• _Problems to work on_
1 – Repeat the passage of the film review from "Directed by Roger" to "the original work." word for word.
2 – Answer these questions about the film review:
(a) Who directed the adaptation being reviewed?
(b) Which two films does the review name as adaptations done badly?
(c) In what year was the Ian McEwan novel published?
3 – Resume the film review after its final sentence, keeping the same critical voice.

• _Extract_

——————————

Directed by Roger Michell, starring Daniel Craig, Rhys Ifans, Samantha Morton, Bill Nighy, Andrew Lincoln, Helen McCrory and Susan Lynch.
Adaptations are strange beasts. Novels, whether good or bad, allow readers to wander, to imagine, to speculate. Everybody forms mental images of what it is they are reading, and it is always interesting to see how others interpret certain characters, situations and storylines. Adaptations rarely improve upon the original material, but when done right ('The Remains of the Day', 'Schindler's List') they can almost be viewed as a companion piece; when done badly ('The Human Stain', 'Charlotte Gray') they can sully the original work.
Roger Michell's adaptation of Ian McEwan's 1997 novel falls somewhere between the two extremes, but is closer to the positive end. A narrative largely consisting of three characters, McEwan's novel is not an obvious choice for the screen. It is limited in its range, which makes you wonder how it would fare over 100 minutes or so on film. It shouldn't work, but it doesn't fail.

——————————

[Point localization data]
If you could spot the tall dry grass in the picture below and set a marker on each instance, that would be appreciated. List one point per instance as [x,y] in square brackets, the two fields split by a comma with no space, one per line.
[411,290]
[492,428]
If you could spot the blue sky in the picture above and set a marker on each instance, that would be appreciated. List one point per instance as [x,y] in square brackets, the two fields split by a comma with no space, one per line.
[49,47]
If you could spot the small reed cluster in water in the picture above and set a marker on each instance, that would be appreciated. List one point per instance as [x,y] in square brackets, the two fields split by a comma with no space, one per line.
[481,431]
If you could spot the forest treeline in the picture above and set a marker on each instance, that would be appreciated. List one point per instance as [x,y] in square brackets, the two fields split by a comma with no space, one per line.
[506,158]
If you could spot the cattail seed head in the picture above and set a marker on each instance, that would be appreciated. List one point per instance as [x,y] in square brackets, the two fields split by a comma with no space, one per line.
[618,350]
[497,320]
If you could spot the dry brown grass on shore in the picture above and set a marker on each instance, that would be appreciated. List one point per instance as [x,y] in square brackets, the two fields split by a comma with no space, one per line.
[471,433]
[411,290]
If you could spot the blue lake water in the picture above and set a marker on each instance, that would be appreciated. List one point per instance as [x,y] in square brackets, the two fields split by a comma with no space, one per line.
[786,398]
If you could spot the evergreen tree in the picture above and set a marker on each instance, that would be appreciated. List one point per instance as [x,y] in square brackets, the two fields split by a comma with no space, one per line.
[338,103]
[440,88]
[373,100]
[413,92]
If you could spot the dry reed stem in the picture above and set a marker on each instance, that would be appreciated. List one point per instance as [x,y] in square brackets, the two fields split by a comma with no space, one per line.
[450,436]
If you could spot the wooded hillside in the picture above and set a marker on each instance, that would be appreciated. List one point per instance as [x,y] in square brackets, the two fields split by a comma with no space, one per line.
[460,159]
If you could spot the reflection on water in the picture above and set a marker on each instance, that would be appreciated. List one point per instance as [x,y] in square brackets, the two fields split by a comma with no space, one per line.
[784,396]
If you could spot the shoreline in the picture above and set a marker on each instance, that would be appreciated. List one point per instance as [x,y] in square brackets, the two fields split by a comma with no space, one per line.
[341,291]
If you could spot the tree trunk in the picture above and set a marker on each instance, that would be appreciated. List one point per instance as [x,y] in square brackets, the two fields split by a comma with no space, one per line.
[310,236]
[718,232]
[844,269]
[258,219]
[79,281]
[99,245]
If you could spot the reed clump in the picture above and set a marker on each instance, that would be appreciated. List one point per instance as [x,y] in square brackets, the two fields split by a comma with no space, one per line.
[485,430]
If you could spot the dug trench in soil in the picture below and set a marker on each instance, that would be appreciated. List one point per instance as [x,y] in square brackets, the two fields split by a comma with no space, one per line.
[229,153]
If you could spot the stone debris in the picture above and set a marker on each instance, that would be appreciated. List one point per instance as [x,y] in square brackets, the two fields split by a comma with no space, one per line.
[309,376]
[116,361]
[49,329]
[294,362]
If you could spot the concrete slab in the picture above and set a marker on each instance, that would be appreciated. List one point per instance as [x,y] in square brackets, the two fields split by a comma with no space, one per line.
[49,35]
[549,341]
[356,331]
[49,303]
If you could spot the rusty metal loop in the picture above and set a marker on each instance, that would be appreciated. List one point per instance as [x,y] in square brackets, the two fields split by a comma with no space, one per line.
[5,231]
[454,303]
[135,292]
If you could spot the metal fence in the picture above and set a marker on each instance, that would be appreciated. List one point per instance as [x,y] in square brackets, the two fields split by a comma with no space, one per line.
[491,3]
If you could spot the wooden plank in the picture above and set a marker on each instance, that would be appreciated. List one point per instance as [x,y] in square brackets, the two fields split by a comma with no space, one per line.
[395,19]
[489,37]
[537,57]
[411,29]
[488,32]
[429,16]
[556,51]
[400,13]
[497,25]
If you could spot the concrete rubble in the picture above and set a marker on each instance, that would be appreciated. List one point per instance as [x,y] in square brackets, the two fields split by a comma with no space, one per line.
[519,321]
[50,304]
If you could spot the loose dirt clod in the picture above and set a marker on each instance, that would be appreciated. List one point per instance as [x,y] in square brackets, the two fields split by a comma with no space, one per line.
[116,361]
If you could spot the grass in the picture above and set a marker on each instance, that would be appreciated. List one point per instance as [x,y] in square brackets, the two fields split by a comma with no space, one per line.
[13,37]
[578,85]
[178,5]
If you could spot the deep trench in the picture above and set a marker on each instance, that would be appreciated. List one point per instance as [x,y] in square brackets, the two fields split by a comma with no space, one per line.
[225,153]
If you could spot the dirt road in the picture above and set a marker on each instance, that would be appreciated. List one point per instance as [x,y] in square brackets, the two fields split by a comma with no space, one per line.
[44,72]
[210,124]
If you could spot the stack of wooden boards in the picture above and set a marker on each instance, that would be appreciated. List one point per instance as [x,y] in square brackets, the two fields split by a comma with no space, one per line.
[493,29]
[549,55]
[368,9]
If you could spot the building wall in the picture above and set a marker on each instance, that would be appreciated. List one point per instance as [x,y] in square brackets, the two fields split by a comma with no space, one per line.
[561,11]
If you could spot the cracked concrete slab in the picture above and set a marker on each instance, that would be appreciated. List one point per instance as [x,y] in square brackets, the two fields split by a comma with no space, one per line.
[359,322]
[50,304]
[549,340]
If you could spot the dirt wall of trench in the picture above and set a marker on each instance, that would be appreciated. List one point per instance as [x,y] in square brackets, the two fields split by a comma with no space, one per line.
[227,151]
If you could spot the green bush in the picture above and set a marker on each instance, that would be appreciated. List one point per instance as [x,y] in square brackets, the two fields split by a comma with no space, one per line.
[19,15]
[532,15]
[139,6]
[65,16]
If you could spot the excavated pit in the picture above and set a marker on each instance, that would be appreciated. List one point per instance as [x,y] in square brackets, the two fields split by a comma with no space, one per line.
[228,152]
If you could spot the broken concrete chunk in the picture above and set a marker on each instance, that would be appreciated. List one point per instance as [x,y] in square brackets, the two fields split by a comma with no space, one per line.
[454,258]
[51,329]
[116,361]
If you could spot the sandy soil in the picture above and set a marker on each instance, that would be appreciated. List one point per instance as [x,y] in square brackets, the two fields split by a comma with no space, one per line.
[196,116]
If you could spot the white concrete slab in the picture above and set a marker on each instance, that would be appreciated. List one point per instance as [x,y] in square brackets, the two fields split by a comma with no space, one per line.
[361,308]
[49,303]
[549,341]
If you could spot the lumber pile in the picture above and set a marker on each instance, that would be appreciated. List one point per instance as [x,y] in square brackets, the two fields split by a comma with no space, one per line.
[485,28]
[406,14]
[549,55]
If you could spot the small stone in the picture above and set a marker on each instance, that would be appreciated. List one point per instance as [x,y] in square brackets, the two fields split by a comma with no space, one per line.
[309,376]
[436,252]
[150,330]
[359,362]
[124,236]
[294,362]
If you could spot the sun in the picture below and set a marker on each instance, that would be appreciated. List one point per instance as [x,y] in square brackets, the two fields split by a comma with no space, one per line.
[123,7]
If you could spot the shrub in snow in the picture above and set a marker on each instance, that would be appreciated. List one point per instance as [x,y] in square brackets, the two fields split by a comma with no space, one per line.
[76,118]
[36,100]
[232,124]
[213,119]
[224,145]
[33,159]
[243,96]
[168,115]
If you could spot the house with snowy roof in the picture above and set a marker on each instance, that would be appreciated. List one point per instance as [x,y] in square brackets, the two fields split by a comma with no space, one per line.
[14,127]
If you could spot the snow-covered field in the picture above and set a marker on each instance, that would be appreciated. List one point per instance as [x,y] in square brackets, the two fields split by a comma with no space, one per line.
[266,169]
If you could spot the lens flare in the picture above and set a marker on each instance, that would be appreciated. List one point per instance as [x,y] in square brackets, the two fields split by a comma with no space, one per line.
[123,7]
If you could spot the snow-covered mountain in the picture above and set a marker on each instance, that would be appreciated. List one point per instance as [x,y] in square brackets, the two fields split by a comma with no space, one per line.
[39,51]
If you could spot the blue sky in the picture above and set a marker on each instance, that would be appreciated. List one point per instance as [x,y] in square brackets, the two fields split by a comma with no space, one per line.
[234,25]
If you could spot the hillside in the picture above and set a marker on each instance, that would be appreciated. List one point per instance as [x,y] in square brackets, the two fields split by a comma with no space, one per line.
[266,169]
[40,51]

——————————

• _Answers in order_
1 –
Directed by Roger Michell, starring Daniel Craig, Rhys Ifans, Samantha Morton, Bill Nighy, Andrew Lincoln, Helen McCrory and Susan Lynch.
Adaptations are strange beasts. Novels, whether good or bad, allow readers to wander, to imagine, to speculate. Everybody forms mental images of what it is they are reading, and it is always interesting to see how others interpret certain characters, situations and storylines. Adaptations rarely improve upon the original material, but when done right ('The Remains of the Day', 'Schindler's List') they can almost be viewed as a companion piece; when done badly ('The Human Stain', 'Charlotte Gray') they can sully the original work.

2 –
(a) Roger Michell
(b) 'The Human Stain' and 'Charlotte Gray'
(c) 1997

3 –
Like the novel, the film has a brilliant opening. Joe (Craig) and girlfriend Claire (Morton) are enjoying a sun-kissed picnic when they notice a man struggling to keep a hot air balloon grounded. Worse still, a petrified young boy is in the balloon's basket. Joe rushes to help, as do three other men, but when the balloon begins to rise all of the men bar one let go of the ropes. The man who holds on, GP John Logan, is lifted higher and higher before eventually falling to his death far into the distance.
It is this chilling event that acts as the kernel of 'Enduring Love'. When Joe is asked by Jed (Ifans) – one of the men who rushed to help – to kneel and pray at the site where Logan has fallen to earth, he reluctantly agrees. For Joe, it's an act of solidarity to humour Jed; for the latter, it marks the beginning of nightmarish infatuation.
McEwan's novel is largely concerned with the internal motivations of his characters, and this presents its own difficulties. Michell's film certainly falters in parts, but it does manage to capture the anxiety and turmoil of the book in a way that feels authentic. Jed is much more than a gay bunny boiler, and while there is a sexual angle to his obsession, it's subordinate to a more devout desire. The connection that he believes he has to Joe is beyond sex, and is elevated in his own diseased mind to something approaching salvation.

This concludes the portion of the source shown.